> **Work to complete**: Would you work out how many of the lines below hold "cottage" and reply with nothing but the number?

> **Data section**:

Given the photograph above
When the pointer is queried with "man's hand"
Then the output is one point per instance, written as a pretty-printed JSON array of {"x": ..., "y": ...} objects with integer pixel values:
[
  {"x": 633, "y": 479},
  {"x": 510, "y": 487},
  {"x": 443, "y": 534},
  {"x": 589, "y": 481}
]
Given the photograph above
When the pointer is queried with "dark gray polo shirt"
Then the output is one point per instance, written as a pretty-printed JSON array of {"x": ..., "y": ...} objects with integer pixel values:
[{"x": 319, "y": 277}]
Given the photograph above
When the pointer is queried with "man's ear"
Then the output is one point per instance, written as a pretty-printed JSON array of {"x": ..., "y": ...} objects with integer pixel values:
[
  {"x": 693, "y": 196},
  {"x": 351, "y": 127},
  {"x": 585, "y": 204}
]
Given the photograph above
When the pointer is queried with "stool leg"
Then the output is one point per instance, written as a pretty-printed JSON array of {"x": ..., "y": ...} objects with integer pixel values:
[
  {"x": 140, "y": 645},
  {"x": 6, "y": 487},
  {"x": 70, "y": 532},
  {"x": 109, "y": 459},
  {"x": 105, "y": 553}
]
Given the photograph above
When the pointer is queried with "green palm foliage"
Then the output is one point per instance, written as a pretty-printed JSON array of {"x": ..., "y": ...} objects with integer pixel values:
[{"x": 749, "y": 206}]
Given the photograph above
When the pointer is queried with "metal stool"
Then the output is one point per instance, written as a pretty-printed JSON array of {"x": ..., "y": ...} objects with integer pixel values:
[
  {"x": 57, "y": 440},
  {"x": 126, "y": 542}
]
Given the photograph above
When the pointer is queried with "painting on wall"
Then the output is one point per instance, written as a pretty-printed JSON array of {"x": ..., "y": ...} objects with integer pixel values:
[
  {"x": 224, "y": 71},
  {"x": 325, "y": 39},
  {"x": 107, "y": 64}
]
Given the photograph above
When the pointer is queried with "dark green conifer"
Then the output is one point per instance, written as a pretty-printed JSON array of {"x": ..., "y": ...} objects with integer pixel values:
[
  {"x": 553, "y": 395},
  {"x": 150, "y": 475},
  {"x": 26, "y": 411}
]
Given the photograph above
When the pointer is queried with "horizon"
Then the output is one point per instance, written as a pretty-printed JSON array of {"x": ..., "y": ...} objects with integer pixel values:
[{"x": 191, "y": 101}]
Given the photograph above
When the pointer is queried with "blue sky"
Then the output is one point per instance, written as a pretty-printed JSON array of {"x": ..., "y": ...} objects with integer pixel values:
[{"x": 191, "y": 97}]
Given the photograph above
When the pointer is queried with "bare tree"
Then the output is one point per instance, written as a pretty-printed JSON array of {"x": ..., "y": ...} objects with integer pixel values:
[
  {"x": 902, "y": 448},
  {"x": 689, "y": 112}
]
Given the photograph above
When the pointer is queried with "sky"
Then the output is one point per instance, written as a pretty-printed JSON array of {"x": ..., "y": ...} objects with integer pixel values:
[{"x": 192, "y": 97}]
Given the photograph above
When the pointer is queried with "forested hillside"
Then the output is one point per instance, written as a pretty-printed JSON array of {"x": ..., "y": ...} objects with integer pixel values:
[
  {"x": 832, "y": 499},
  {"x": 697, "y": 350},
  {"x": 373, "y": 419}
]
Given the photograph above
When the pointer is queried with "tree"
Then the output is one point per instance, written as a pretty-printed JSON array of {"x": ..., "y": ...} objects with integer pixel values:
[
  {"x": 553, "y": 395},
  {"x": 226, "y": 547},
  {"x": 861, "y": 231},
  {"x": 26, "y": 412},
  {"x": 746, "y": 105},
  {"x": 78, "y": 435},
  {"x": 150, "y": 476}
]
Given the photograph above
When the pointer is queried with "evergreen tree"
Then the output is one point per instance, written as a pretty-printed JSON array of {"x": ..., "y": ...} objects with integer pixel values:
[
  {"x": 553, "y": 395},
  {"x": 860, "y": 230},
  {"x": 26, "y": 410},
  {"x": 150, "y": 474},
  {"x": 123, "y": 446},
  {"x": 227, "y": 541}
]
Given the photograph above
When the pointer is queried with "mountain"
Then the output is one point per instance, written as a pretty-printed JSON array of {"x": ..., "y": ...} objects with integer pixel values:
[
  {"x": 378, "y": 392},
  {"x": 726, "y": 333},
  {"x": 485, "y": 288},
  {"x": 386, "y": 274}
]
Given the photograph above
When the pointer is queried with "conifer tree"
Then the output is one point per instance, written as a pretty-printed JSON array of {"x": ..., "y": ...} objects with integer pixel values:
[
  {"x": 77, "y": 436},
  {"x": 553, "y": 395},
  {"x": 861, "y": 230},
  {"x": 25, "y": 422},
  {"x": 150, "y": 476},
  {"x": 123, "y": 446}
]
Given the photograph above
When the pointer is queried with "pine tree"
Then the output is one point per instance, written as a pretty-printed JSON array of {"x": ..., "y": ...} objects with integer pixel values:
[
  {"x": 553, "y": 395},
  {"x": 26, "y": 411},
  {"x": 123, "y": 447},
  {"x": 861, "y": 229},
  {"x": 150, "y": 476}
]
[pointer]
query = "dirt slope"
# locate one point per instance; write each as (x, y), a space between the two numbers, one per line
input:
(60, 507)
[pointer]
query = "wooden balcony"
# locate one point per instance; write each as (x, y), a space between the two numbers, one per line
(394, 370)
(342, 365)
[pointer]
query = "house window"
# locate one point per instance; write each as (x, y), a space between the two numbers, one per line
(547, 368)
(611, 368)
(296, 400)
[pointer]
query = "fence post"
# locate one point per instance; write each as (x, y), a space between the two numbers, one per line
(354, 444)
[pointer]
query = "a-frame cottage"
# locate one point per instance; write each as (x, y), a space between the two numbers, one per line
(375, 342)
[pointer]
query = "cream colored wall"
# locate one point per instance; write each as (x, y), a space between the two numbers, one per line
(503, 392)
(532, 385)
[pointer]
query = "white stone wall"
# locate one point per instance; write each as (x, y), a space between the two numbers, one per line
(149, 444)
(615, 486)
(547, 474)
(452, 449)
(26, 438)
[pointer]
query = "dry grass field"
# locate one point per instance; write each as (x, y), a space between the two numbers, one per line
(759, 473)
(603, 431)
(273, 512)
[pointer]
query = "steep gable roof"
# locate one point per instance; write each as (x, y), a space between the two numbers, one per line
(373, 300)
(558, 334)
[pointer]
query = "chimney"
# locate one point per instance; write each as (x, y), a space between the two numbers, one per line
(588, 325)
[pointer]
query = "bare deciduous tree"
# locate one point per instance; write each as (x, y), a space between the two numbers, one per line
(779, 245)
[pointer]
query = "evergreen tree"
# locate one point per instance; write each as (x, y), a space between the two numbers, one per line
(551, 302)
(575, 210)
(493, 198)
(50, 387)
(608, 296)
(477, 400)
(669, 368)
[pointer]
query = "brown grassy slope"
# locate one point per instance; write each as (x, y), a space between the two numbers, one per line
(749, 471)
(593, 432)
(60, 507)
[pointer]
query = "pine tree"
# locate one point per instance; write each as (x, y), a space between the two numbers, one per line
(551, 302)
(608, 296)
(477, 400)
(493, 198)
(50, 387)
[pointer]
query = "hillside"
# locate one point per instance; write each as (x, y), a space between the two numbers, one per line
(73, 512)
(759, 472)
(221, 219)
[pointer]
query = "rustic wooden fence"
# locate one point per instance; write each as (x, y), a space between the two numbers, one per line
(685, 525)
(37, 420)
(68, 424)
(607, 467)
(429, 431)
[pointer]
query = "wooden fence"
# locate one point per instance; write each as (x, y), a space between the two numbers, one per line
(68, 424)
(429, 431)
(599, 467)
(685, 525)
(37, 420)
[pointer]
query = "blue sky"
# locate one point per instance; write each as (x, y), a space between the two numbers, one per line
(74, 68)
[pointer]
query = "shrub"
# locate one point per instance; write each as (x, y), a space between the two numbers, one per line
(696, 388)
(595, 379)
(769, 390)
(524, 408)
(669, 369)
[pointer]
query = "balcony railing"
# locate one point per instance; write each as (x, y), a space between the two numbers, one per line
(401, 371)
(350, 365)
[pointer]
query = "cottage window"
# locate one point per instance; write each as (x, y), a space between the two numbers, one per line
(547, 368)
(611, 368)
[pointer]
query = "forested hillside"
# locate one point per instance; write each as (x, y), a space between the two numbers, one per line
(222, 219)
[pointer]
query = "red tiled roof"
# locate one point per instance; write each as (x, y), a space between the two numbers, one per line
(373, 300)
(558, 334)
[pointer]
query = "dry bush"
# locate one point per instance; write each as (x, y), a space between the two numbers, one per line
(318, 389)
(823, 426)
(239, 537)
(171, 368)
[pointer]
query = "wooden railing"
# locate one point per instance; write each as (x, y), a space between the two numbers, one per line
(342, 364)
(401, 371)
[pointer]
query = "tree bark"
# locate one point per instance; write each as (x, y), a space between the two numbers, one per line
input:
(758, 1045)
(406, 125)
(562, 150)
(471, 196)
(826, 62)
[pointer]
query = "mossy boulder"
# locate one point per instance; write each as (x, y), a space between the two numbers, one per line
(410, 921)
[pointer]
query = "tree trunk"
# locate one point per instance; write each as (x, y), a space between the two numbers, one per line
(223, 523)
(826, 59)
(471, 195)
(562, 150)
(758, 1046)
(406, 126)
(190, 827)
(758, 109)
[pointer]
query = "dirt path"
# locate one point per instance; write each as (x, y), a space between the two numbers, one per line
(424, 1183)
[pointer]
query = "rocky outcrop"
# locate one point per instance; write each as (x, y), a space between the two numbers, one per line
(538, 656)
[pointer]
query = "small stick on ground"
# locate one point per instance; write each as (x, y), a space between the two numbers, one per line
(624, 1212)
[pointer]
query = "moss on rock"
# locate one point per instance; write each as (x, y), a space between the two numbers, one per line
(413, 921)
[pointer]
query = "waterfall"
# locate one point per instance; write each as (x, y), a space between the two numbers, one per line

> **Output for this task**: 2